**What this task involves:** All of the material should be reproduced exactly, with pictures left out.

**Stored dataset items:**
/---

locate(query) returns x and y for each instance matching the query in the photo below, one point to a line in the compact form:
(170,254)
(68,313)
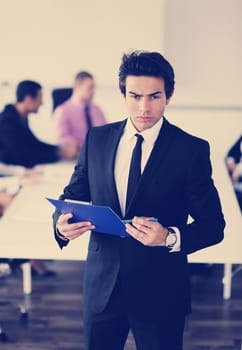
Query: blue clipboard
(103,217)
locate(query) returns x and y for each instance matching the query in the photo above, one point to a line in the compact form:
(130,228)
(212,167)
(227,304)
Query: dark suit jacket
(18,145)
(176,182)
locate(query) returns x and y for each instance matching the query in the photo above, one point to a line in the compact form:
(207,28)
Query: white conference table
(26,228)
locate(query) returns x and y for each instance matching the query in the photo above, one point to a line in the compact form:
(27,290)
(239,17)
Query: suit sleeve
(204,205)
(77,189)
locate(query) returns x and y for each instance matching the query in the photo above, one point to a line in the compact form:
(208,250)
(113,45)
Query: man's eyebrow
(151,94)
(155,93)
(134,93)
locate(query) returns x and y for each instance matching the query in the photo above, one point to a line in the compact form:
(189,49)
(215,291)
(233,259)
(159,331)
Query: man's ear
(168,99)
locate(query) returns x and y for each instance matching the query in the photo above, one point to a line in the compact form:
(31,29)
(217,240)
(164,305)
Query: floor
(54,318)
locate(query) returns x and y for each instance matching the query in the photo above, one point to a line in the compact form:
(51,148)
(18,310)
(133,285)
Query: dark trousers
(109,329)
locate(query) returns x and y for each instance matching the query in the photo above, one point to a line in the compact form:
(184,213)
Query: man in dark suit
(142,283)
(18,145)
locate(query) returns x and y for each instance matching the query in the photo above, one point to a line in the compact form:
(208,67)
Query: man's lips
(144,118)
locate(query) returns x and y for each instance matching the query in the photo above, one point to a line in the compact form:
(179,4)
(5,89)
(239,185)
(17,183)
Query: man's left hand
(147,232)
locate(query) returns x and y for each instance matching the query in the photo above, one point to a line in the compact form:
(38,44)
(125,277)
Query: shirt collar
(150,135)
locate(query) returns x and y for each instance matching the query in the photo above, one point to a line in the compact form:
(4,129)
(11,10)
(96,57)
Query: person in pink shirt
(76,115)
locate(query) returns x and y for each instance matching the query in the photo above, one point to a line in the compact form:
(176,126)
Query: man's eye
(136,97)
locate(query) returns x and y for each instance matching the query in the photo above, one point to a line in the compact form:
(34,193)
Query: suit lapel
(157,156)
(113,139)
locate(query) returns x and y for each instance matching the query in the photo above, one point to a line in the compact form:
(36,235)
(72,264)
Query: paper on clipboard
(103,217)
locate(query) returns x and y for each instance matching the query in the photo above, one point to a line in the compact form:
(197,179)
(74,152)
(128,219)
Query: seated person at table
(18,145)
(234,165)
(11,180)
(76,115)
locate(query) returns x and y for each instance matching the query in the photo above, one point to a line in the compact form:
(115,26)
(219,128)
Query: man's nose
(144,106)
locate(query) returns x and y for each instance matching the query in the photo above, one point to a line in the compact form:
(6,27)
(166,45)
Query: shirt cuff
(59,235)
(177,245)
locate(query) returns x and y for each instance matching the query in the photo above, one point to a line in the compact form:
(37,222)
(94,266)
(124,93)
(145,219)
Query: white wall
(51,40)
(203,41)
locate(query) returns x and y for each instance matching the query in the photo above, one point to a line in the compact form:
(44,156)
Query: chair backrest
(60,95)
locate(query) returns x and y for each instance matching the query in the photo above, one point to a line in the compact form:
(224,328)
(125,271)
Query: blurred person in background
(75,116)
(18,145)
(234,165)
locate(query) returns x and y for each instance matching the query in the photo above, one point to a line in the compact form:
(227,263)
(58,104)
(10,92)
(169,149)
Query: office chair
(23,316)
(60,95)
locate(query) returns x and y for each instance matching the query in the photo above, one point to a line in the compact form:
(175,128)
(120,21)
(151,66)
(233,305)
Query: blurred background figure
(18,145)
(76,115)
(234,165)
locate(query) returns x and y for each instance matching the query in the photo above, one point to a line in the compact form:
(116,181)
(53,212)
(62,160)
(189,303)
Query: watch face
(171,239)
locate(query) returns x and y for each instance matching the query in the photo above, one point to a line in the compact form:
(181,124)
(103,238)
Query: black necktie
(135,169)
(88,117)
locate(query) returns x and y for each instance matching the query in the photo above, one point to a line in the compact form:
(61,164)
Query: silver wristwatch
(171,239)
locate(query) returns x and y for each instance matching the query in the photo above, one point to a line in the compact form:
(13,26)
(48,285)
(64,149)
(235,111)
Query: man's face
(86,89)
(34,102)
(146,100)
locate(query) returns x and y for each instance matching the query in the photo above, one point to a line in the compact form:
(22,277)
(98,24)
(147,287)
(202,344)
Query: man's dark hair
(27,88)
(83,75)
(145,63)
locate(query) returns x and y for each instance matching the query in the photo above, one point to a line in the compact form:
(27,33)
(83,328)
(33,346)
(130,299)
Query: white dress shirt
(123,160)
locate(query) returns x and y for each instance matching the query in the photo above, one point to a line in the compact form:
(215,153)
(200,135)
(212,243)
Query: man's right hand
(74,230)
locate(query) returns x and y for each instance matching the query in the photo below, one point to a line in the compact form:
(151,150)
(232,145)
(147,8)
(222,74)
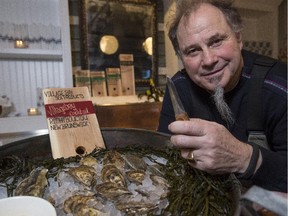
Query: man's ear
(239,39)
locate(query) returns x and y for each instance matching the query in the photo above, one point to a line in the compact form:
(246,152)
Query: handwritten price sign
(72,122)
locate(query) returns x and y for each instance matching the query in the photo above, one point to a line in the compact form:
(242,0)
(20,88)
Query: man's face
(210,50)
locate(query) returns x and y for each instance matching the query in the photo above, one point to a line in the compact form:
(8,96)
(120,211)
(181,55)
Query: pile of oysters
(116,184)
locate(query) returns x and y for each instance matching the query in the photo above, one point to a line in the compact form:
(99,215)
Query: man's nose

\---

**Final result:**
locate(query) returns x and y for each instance matching the query in the photo below, one point to a line in the compact form:
(170,254)
(68,313)
Query: blue clipboard
(103,217)
locate(query) returns x and y for each instance matching the query in the photo above, one point to a line in the compact form:
(130,228)
(212,167)
(227,304)
Query: dark suit jacket
(18,145)
(176,182)
locate(query) returns x and y for each instance matching the query in the photo above, one point to a line in the compact form:
(207,28)
Query: white conference table
(26,228)
locate(query) returns x and y for each instance matching the query in the photo above, one point to a line in the compact form:
(27,290)
(239,17)
Query: suit sleeve
(204,205)
(77,189)
locate(query) returns x and y for each instance matching the query in the photo above, one point to a line in the compact form:
(208,250)
(113,45)
Query: man's eyebrow
(151,94)
(155,93)
(134,93)
locate(query) returns x and y for each instance matching the query in the photo above, one point to a line in the compact form:
(189,49)
(215,291)
(233,259)
(159,331)
Query: man's ear
(168,99)
locate(query) returns x and y for each instance matching the query in the photo above, one point to a line in the compact form:
(31,29)
(217,240)
(164,305)
Query: floor
(54,318)
locate(query) returns x and y for each instance matching the query in the photo above, one point to a line in the compact form:
(51,148)
(18,310)
(133,285)
Query: dark trousers
(109,329)
locate(query) returns x and y for each instance matching the query in the photo above, one point to a line in the compact form:
(184,213)
Query: man in dark suit
(142,283)
(18,145)
locate(query) returns x and y for each instance matching the query in the photo above, one point to a line in the compact form:
(208,67)
Query: man's lips
(144,118)
locate(query) returns x and y for each instance matching the query in the photo above, one point to a line in the compact form:
(179,4)
(5,89)
(239,185)
(17,183)
Query: man's left hand
(147,232)
locate(query) returns x and y for each instance matching the query in the photo above, one point to a line in the compact form:
(38,44)
(125,277)
Query: shirt collar
(150,135)
locate(query) returns x and y for each instance matching the query in the photo above, one point to a line in the compact form:
(4,129)
(11,10)
(96,57)
Query: person in pink shirt
(76,115)
locate(query) returns x and y for each instance matching the query in the photo above, one point to a line in the compact form:
(176,126)
Query: man's eye
(136,97)
locate(query) returns x and y for each instance matching the query in the photo above, one point to a line in the compact form:
(34,193)
Query: suit lapel
(157,156)
(113,139)
locate(query) returns x and y for each instance matching the query in the photo above, one point to a line in the compact form:
(36,235)
(72,264)
Query: paper on clipboard
(103,217)
locate(query) returns x and y for each instance matching the query in the photo above, one point to a line in the compact form:
(197,179)
(74,152)
(128,219)
Query: seated person at table
(18,145)
(234,165)
(11,180)
(76,115)
locate(query) returns x and y for each instance matching the query in the photo above, one point to a line in the compact form:
(115,26)
(219,128)
Query: man's nose
(144,106)
locate(query) returns x and y for each instance matching the query in the photo above, one point to a line in the compact form:
(6,27)
(166,45)
Query: shirt cuff
(59,235)
(177,245)
locate(query) returns x and y for each instance matching the query in the photo above, one point to a line in the compact form:
(37,222)
(94,266)
(124,93)
(145,219)
Query: white wall
(51,40)
(203,41)
locate(query) returns x and y for each instance matching the query in the photo above, one point to a line in the compact form:
(44,156)
Query: chair backrest
(60,95)
locate(query) returns x and y for each instance matching the query in the photo above, one point to a line in the compact form:
(224,328)
(125,271)
Query: blurred person in background
(75,116)
(18,145)
(234,165)
locate(query) returns x and y for each instance matching the query in the photo above, one point to a line in the compact form:
(227,263)
(58,104)
(10,92)
(169,149)
Query: office chair
(23,316)
(60,95)
locate(query) returns x and y for each instance matching the query in the photo above, one point to a line in the compact form:
(175,128)
(120,21)
(151,66)
(233,305)
Query: blurred background figure
(18,145)
(76,115)
(234,165)
locate(query) returns x and y for each instance matching the query in the photo above, one point to a line in the compact form:
(116,181)
(53,212)
(62,160)
(189,303)
Query: watch face
(171,239)
locate(query) returns x and y for each instance matching the query in the photo above, one point to a line in the compact form:
(181,124)
(103,238)
Query: black necktie
(135,169)
(88,117)
locate(query) returns x and y for each instance matching the query in the photo above, one point to a line in the compact form:
(61,164)
Query: silver wristwatch
(171,239)
locate(query) returns x and y for each instance matching the query in the photo above, one point to a line in the compact form:
(13,26)
(48,285)
(64,149)
(235,111)
Query: man's face
(86,89)
(34,102)
(146,100)
locate(query) returns x and y for each instance matching the query in the photo above, one point to a line in the compact form:
(22,277)
(98,24)
(147,287)
(202,344)
Query: man's dark hair
(27,88)
(83,75)
(145,63)
locate(query) returns x and y for each instance matching the query in the photo above, one point to a line in the compact form:
(27,33)
(83,328)
(33,346)
(130,299)
Query: white dress shirt
(123,160)
locate(query) returns x and y for each instance matching the query in the photo above, one point to a line in the compact form:
(215,153)
(200,135)
(212,243)
Query: man's right hand
(74,230)
locate(query) returns x and y for each instance matching the query in the photo below, one point to a line in the compact form:
(151,150)
(232,145)
(147,8)
(222,74)
Query: man's ear
(239,39)
locate(query) returns x and y for each instance matching the query in the photo above, one point to a line in the compact form:
(246,152)
Query: handwritten price sign
(72,122)
locate(query) returns x and y for each instance matching the query in the photo above, one point to a line in the compact form:
(242,0)
(20,88)
Query: man's face
(210,50)
locate(query) returns x and y for each instance matching the query in the photo above, one point to a line in the compact form:
(8,96)
(120,211)
(181,55)
Query: pile of oysters
(116,184)
locate(query) returns x and y for each instance matching the query in the photo above, one point to a line in the compact form:
(99,215)
Query: man's nose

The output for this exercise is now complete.